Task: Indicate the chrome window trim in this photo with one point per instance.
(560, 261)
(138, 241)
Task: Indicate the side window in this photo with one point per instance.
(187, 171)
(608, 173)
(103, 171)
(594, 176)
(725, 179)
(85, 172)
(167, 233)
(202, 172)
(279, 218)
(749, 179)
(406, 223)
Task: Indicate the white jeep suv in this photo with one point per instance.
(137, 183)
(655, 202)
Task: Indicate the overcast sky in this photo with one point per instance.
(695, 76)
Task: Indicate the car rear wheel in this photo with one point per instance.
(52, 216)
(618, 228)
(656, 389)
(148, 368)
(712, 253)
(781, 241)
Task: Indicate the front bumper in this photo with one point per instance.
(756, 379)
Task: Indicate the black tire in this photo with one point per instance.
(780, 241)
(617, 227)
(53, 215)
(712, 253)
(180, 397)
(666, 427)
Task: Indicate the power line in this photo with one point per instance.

**WHAT IS BEING ASKED**
Reproduce each of the rows above verbatim and in their original order.

**TASK ANSWER**
Task: Indicate the chrome window trim in this photo with one point per instance.
(560, 261)
(138, 241)
Task: Indicate the side window in this photo with one point per instance.
(187, 171)
(608, 173)
(103, 171)
(594, 176)
(725, 179)
(85, 172)
(167, 233)
(202, 172)
(279, 218)
(749, 179)
(406, 223)
Task: Indicate the white jeep suv in this photo with one point per instance.
(137, 183)
(655, 202)
Task: Indicate the overcast sky in this photo with one point per instance.
(695, 76)
Task: Indicate the car rear wheel in this photo with one point per instance.
(52, 216)
(618, 228)
(656, 389)
(148, 368)
(712, 253)
(781, 241)
Task: Indicate the front bumper in this photo with one point per instance.
(756, 379)
Task: Indicate the black tire in this photo with one point per instance.
(780, 241)
(617, 227)
(53, 215)
(712, 253)
(180, 397)
(666, 427)
Task: Indicate the power line in this photo with one point per instance.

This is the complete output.